Records from a point-labeling set:

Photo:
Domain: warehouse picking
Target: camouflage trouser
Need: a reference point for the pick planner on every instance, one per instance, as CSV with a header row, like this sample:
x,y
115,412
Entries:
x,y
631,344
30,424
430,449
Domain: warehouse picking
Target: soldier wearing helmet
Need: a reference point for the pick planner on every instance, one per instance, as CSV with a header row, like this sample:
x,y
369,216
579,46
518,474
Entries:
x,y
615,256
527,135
...
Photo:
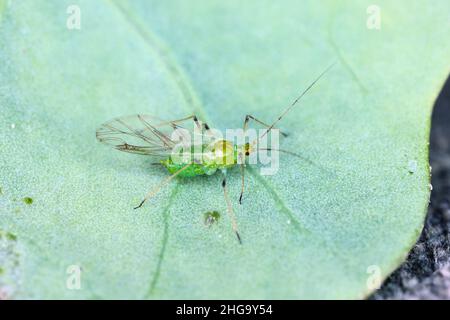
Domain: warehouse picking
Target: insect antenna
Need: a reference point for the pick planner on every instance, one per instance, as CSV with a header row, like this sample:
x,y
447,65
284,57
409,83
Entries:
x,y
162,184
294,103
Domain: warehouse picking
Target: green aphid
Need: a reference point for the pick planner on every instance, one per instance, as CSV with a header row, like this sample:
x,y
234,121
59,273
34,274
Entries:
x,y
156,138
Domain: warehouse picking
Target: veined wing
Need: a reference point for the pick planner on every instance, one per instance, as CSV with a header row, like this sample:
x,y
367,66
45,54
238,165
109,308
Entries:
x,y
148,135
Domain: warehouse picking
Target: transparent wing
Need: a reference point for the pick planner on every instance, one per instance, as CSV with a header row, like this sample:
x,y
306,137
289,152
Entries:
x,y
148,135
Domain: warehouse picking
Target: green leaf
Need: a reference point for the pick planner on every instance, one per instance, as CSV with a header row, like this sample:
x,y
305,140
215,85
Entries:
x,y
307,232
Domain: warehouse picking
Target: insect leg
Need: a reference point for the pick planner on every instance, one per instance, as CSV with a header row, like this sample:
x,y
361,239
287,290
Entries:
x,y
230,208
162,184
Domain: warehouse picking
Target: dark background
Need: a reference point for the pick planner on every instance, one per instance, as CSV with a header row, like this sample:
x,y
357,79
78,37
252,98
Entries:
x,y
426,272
---
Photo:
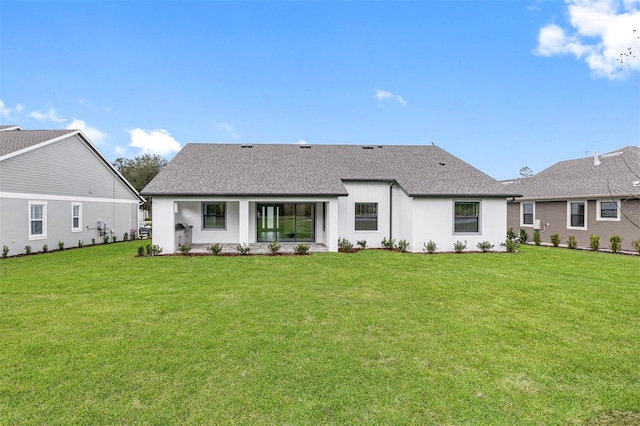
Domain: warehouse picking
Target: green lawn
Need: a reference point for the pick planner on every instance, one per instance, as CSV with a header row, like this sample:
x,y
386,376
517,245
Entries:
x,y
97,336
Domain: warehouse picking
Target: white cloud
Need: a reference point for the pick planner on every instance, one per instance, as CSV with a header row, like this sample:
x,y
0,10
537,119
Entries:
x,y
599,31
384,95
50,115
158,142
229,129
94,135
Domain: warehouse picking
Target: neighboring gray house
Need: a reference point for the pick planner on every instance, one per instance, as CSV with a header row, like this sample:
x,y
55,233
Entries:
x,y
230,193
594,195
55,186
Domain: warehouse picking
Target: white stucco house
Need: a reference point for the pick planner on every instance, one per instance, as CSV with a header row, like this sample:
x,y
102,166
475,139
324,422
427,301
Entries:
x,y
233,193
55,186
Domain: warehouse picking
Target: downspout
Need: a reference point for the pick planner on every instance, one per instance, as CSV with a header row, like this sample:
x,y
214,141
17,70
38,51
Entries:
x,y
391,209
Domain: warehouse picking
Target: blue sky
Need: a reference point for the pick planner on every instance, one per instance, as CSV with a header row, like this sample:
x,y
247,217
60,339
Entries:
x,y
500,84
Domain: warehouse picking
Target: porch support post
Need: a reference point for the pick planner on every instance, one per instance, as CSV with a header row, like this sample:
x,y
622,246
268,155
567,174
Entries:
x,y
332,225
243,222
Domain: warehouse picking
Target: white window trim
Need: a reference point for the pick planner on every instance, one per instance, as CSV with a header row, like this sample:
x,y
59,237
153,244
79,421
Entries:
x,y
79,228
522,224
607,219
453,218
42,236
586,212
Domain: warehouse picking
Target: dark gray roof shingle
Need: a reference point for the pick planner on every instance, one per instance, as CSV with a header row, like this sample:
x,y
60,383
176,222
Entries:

• [Set problem]:
Extract each line of the listing that contains the word "dark", and copy those lines as they appear.

• [Task solution]:
Target: dark background
Target: dark gray roof shingle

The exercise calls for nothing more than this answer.